▶ YOUR INSTRUCTIONS: Below are some records; give them all again exactly, but not the pictures.
-- start of DATASET RECORDS --
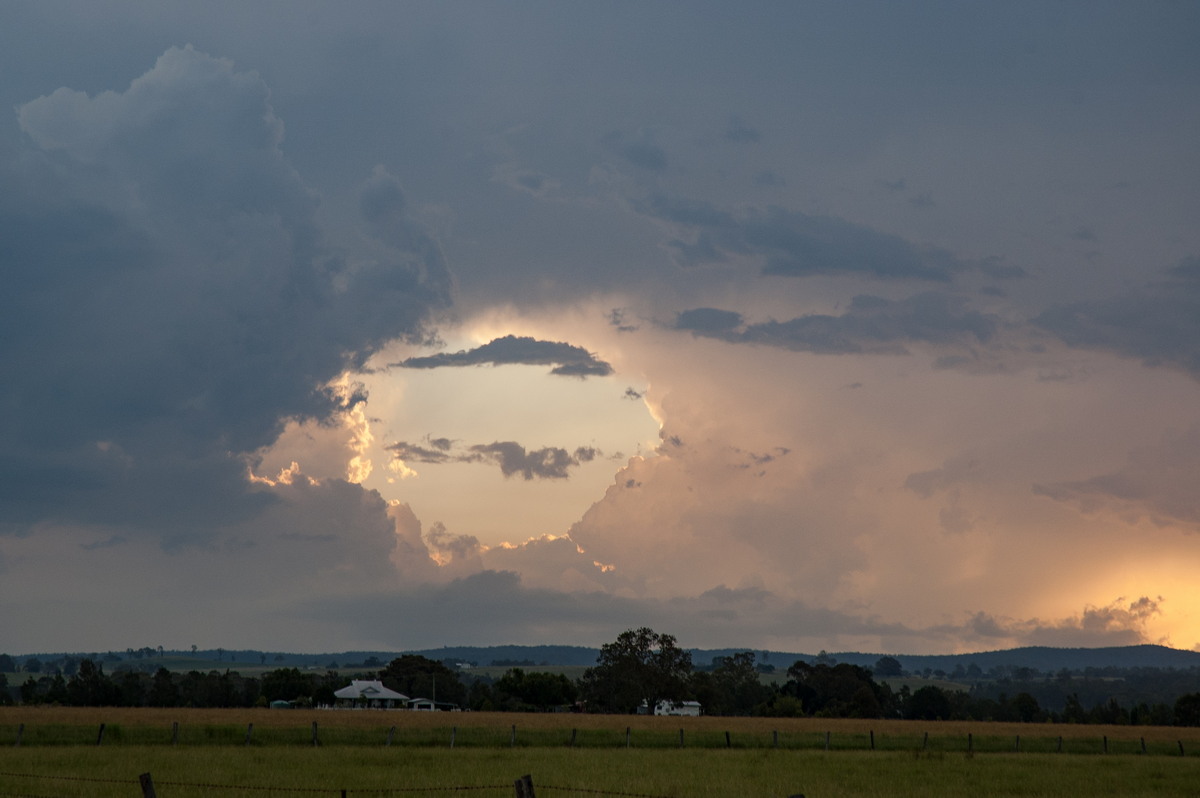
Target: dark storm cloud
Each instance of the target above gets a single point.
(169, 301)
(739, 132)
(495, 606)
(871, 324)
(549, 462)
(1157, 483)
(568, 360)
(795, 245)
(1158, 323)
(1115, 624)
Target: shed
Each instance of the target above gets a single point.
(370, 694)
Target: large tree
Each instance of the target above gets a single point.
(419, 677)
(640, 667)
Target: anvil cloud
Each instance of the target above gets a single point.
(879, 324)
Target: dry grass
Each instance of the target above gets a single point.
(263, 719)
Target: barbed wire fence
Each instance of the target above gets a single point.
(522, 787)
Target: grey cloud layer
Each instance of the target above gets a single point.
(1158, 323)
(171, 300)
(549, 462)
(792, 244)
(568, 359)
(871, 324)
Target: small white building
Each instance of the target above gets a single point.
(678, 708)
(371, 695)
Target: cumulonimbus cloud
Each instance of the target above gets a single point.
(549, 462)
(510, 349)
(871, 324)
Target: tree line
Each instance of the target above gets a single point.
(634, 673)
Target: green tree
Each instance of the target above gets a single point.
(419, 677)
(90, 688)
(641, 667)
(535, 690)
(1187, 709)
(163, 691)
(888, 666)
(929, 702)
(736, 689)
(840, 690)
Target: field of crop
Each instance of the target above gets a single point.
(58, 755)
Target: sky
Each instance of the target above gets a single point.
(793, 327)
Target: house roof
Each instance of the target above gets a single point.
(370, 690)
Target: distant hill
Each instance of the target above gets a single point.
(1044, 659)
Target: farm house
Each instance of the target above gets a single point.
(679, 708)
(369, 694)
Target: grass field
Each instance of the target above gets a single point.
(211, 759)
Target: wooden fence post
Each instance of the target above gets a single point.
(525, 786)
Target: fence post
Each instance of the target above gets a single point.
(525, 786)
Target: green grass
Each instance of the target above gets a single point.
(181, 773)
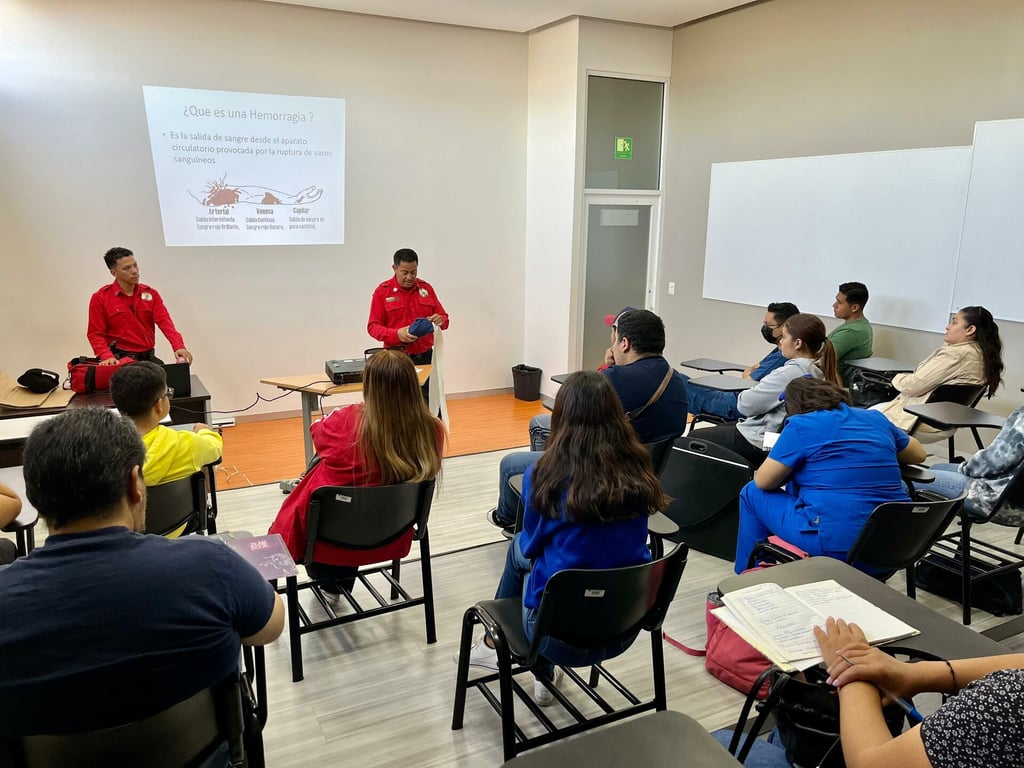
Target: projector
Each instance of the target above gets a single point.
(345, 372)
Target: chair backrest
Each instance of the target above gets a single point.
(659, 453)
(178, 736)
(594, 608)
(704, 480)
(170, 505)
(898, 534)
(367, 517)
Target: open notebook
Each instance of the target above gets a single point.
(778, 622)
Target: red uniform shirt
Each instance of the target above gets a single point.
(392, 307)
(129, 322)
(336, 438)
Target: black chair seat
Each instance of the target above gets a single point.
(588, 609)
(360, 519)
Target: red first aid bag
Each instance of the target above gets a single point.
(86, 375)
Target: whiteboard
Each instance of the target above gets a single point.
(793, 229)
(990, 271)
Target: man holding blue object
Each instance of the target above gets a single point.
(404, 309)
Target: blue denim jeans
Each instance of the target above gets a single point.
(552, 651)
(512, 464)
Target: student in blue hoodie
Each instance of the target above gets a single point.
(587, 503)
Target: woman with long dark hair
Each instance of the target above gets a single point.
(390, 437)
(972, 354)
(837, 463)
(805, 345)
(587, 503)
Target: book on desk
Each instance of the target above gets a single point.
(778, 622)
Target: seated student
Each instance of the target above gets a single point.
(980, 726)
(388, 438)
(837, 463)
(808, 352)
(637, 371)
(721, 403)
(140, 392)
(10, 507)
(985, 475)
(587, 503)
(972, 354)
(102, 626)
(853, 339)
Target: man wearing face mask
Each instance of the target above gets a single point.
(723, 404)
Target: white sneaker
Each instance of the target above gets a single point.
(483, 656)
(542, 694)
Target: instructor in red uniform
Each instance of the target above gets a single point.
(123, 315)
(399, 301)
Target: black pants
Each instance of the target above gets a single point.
-- end of DATASET RECORDS --
▶ OUTPUT:
Target: dark storm cloud
Each instance of the target above gets a single point.
(169, 301)
(739, 132)
(495, 606)
(871, 324)
(549, 462)
(1157, 483)
(568, 360)
(795, 245)
(1158, 323)
(1115, 624)
Target: shed
Each instance of the target above gets a single point.
(370, 694)
Target: large tree
Each instance of the target above gets a single point.
(419, 677)
(640, 667)
Target: anvil cloud
Each instance of the target above gets a single point.
(879, 324)
Target: dry grass
Each instance of the target above gets a single point.
(263, 719)
Target: barbed wire fence
Each instance of the target above gets a single point.
(522, 787)
Target: grey cloud layer
Each instance of the target above gets a single point.
(1158, 323)
(171, 300)
(549, 462)
(792, 244)
(568, 359)
(871, 324)
Target: small white building
Each instance of the target above gets a single point.
(678, 708)
(371, 695)
Target: cumulonimbus cloud
Each instance of the target above gets a single point.
(549, 462)
(510, 349)
(871, 324)
Target: tree line
Each instance of the target above gets a single point.
(634, 673)
Target: green tree
Each instance of the target above gets a single point.
(419, 677)
(90, 688)
(641, 667)
(535, 690)
(1187, 709)
(163, 691)
(888, 666)
(929, 702)
(736, 689)
(840, 690)
Target: field of crop
Each instance of the target above gets a single point.
(58, 755)
Target: sky
Each instance of the target above gets a single point.
(793, 327)
Target: house roof
Each instance of the target above gets a single point.
(370, 690)
Target: distant hill
Each instance of the target above gets a single point.
(1044, 659)
Target: farm house
Each instance of the target above gets a single point.
(679, 708)
(369, 694)
Target: grass field
Each instance of the target above gets a single point.
(211, 759)
Target: wooden fence post
Each instance of the target above gets a single point.
(525, 786)
Target: fence post
Each instance of the target above gets a single point.
(525, 786)
Target: green grass
Each instance of the target above gets a single point.
(181, 773)
Target: projector
Each instance of the target above gets a single point.
(345, 372)
Target: chair backrest
Each instance of the target above gets a single point.
(659, 453)
(178, 736)
(594, 608)
(704, 480)
(170, 505)
(898, 534)
(367, 517)
Target: open notebook
Each instance of the target above gets a single point.
(778, 622)
Target: red uniform shirt
Each instance of the target above gets a single point.
(392, 307)
(129, 322)
(336, 438)
Target: black chair seat
Each instance of the target above gets a single point.
(588, 609)
(360, 519)
Target: red first aid bag
Each instance of the target above gets a single point.
(86, 375)
Target: whiteboard
Each instance of the target above gets a single point.
(793, 229)
(990, 271)
Target: man holding blue object
Each instance of the target above gets a single point.
(404, 309)
Target: blue denim jeans
Each instance of the target above gets a single point.
(552, 651)
(512, 464)
Target: student in blue hoodie
Each instance of the target above gets a single point.
(587, 503)
Target: woman with long dark hair
Each instance of the target above gets a single point.
(390, 437)
(972, 354)
(837, 463)
(805, 345)
(587, 503)
Target: book on desk
Each instance of the target above gets a single point.
(778, 622)
Target: seated student
Each instance of the target above gets a single point.
(980, 726)
(388, 438)
(837, 463)
(808, 352)
(637, 371)
(721, 403)
(140, 392)
(10, 507)
(985, 475)
(587, 503)
(972, 354)
(102, 626)
(853, 339)
Target: man wearing face mask
Each instance of the target above gets a single point.
(723, 404)
Target: white sneaker
Each instance of the target above gets a single point.
(483, 656)
(542, 694)
Target: instructor in red uniform
Each instance of the target above gets a single point.
(123, 315)
(399, 301)
Target: black pants
Each instance of the target above gets a single point.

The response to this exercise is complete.